— Ваша задача —
Кого в отрывке о последнем бое «Нормандии — Неман» Дельфино посылает обстрелять последние укрепления на косе? Перечислите всех.

Солдат с биноклем ведет постоянное наблюдение. Он сообщает о начале обстрела. Таким образом, мы имеем 20–30 секунд, чтобы успеть укрыться.

Кенигсберг продолжает сопротивление. Говорят, что эсэсовцы, возглавляющие оборону, расстреливают каждого отступающего солдата. Мы узнаем, что там, в одном из немецких концлагерей, собрано более десяти тысяч военнопленных французов. Только в ночь на 9 апреля гарнизон города, наконец, капитулирует. Кенигсберг — крепость, столица Пруссии, опустошен и разбит.

А для нас война продолжается. Батареи на другом берегу еще не замолкли. Мы провожаем взглядом штурмовики, которые должны их уничтожить. Но налет не достигает цели. Среди летчиков «Нормандии — Неман» недовольство:

— Только этого еще и не хватало, чтобы дать себя уничтожить артиллерийским огнем…

Повреждено бензохранилище, и возвращающиеся самолеты вынуждены садиться в Хайлигенбайле.

Дельфино отдает короткое приказание:

— Марши, Дуар, Сэн-Мароо и Анри — вам обстрелять последние укрепления на косе, где еще идут бои. Русские приближаются к Пиллау. Они должны находиться уже в предместьях города.

Это последний бой «Нормандии — Неман». Анри сбил в нем своего очередного противника, «фокке-вульфа», вписав таким образом двести семьдесят третью победу на боевой счет нашего полка.

— Молодец, Анри! Ты красиво разделался со своим пятым фрицем! — говорят ему друзья.

Анри улыбается, он горд этой победой. Он мечтает уже о возвращении на родину. Его с нетерпением ожидает старушка мать. Внезапно наблюдатель кричит:

— Внимание, товарищи!

Все бросаются к траншеям. Свистят снаряды. Сильный взрыв забрасывает нас землей. Когда грохот прекращается, мы все встаем и приводим себя в порядок. И только Анри, с которым я говорил минуту назад, не встал… Он лежит, вытянувшись, рядом с траншеей. Дельфино, Шаррас и де Салль бросаются к нему и под обстрелом переносят его в убежище. Анри жив. Он тихо говорит майору Дельфино:

— Ничего… Я выживу… не беспокойтесь… Сейчас я от вас никуда не уйду…

Из его затылка течет кровь. Он ранен осколком снаряда в голову. Спустя несколько часов по указанию майора я приезжаю в госпиталь, чтобы узнать о состоянии товарища, но застаю его умирающим на больничной койке. Это настоящий кошмар. На следующий день Анри умирает в госпитале после операции, которая уже не могла ему помочь. Через два дня Анри похоронили вместе с советскими солдатами, павшими в последних боях.

— Записи набора данных о расположении объектов —
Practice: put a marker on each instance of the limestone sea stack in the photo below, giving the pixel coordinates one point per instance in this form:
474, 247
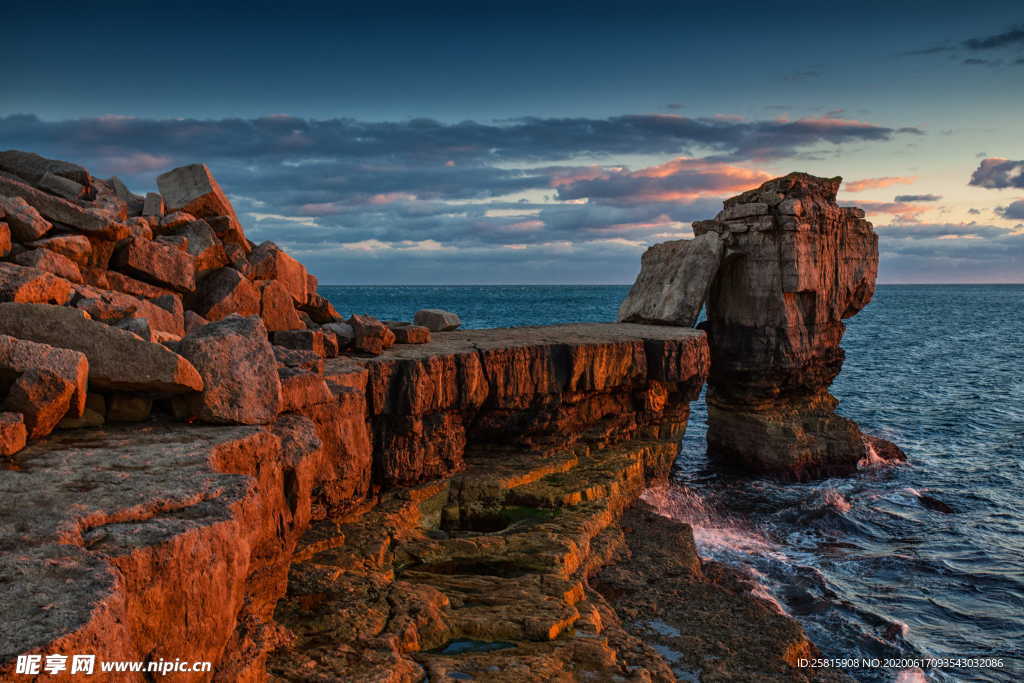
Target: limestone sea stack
796, 266
779, 268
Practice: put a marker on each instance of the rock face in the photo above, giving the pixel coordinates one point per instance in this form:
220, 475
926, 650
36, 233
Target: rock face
674, 281
118, 359
796, 266
239, 371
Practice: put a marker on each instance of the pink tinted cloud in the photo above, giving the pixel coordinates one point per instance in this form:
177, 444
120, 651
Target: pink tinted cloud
682, 179
877, 183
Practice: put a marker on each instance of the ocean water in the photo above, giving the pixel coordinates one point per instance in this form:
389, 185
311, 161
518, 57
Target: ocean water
869, 564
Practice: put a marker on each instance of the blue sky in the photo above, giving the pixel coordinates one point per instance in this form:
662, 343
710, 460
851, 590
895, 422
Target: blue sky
522, 143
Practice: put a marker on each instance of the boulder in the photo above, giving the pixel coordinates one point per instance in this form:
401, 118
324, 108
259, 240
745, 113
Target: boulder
153, 205
228, 230
411, 334
674, 281
61, 186
194, 188
90, 221
436, 319
77, 248
94, 415
372, 336
268, 261
798, 265
129, 408
194, 322
342, 331
12, 433
293, 357
320, 309
26, 223
42, 398
239, 368
278, 308
122, 283
157, 263
118, 359
225, 292
50, 261
203, 246
31, 167
300, 389
25, 285
304, 340
19, 355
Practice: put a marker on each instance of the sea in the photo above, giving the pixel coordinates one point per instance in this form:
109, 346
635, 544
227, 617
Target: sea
907, 572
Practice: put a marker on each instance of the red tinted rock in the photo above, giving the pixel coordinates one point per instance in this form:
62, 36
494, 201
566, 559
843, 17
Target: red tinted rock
174, 220
225, 292
26, 285
411, 334
300, 388
194, 322
238, 366
320, 309
42, 398
118, 359
128, 408
26, 223
157, 263
278, 308
74, 247
303, 340
269, 262
799, 265
12, 433
228, 229
372, 336
139, 227
18, 355
204, 247
50, 261
122, 283
153, 205
293, 357
194, 188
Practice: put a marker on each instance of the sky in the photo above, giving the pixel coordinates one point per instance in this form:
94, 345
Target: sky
524, 143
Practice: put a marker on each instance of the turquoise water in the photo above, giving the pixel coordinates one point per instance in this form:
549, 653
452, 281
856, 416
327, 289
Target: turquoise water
867, 567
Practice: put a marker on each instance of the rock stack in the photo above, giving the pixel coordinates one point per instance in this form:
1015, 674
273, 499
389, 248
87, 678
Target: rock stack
113, 304
781, 266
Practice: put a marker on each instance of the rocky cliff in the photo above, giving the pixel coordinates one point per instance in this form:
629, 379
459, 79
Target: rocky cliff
204, 462
779, 268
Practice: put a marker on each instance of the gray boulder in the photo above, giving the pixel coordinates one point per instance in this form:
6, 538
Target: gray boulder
674, 281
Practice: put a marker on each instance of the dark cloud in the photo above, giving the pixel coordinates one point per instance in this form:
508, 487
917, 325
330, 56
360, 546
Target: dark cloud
916, 198
997, 173
1015, 36
111, 138
1013, 212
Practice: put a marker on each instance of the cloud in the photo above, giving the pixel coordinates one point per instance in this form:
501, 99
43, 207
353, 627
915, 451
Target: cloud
426, 140
680, 179
997, 173
876, 183
904, 212
1013, 212
916, 198
1015, 36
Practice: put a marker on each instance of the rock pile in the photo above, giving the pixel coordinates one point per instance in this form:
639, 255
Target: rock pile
114, 304
780, 267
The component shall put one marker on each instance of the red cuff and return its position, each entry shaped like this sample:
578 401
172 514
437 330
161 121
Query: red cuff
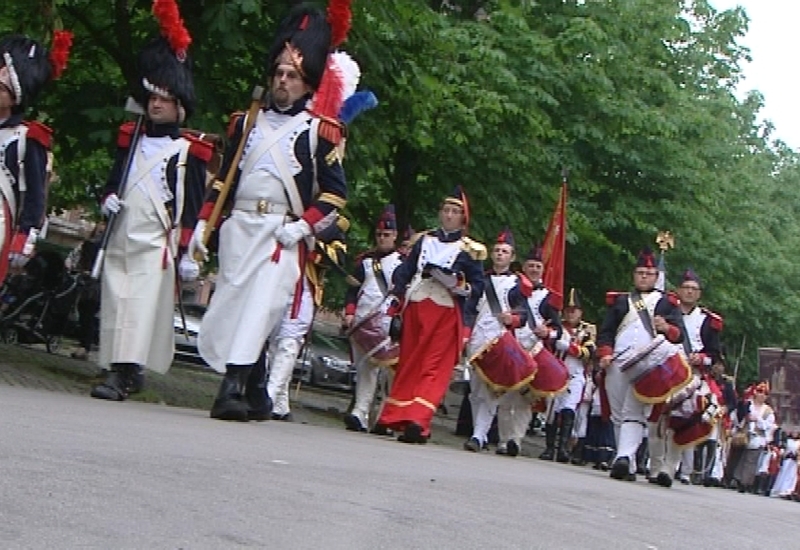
604 351
525 286
186 237
312 216
673 334
205 211
18 243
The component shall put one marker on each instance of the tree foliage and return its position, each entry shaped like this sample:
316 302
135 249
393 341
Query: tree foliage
635 97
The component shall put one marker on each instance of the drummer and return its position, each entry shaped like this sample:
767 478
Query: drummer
373 270
514 411
625 326
501 308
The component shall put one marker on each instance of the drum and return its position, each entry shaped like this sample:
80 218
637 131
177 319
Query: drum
369 335
503 364
657 374
688 432
552 375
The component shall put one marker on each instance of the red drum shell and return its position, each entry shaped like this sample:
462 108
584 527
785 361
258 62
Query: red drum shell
552 375
504 365
657 384
369 335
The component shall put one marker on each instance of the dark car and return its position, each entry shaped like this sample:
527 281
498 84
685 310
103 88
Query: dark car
325 362
186 342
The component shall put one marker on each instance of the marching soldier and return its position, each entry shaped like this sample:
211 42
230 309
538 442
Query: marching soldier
25 67
365 309
543 324
702 346
577 347
499 310
287 187
155 207
634 321
440 282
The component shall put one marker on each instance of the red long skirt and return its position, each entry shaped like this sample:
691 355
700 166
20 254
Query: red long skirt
430 346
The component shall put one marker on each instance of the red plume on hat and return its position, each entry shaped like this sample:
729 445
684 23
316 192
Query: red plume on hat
172 28
59 52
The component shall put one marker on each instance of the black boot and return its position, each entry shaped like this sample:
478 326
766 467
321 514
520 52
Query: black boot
230 403
565 435
115 386
259 405
549 442
577 454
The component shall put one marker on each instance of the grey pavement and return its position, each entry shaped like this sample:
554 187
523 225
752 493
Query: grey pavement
81 473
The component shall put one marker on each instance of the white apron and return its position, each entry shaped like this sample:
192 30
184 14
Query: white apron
138 280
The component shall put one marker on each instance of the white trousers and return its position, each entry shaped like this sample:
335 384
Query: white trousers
628 414
514 415
664 454
285 342
483 403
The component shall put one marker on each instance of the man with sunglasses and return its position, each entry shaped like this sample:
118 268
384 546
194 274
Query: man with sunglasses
702 346
288 188
632 320
373 270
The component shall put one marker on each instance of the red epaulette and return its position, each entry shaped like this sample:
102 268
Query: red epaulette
199 148
331 130
40 133
612 295
673 298
125 133
235 117
714 319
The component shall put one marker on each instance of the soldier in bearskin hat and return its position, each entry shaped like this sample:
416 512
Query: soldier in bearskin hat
635 322
373 271
288 186
25 67
155 206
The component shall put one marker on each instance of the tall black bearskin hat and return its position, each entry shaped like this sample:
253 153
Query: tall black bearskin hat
164 63
306 35
26 66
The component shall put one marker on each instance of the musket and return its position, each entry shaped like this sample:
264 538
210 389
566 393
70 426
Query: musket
133 107
252 113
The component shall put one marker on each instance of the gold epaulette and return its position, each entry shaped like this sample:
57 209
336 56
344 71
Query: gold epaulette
476 250
590 329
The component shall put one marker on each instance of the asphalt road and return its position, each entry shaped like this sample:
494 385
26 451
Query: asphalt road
81 473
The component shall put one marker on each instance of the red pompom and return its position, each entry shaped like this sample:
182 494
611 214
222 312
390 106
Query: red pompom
340 19
59 52
169 19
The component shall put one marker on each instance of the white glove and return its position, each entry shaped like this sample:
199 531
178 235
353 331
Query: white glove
562 345
196 247
111 205
188 269
291 233
17 261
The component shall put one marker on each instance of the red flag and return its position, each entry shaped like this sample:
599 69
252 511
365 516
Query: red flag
555 244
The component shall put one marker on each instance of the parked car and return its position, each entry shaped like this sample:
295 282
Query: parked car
186 343
325 362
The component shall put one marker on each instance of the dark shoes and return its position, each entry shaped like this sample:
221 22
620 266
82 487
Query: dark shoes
412 434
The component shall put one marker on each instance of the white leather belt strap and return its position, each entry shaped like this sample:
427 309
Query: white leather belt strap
261 206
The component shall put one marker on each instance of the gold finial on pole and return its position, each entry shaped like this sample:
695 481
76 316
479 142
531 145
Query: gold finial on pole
665 240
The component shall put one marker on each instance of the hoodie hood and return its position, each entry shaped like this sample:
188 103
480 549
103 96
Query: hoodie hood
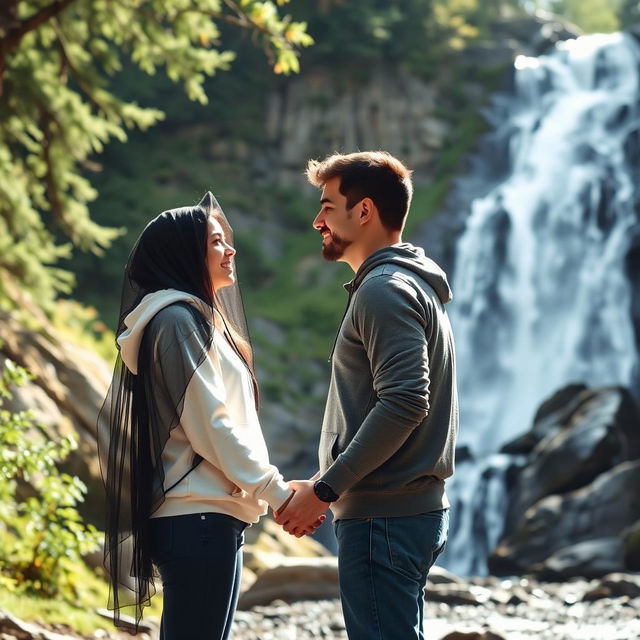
409 257
138 319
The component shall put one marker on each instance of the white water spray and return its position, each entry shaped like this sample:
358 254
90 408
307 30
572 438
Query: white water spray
541 294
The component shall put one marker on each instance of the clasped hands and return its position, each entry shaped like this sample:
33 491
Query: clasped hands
303 512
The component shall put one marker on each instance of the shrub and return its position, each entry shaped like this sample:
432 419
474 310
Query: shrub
42 536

— Результат выполнения —
Марши, Дуар, Сэн-Мароо и Анри.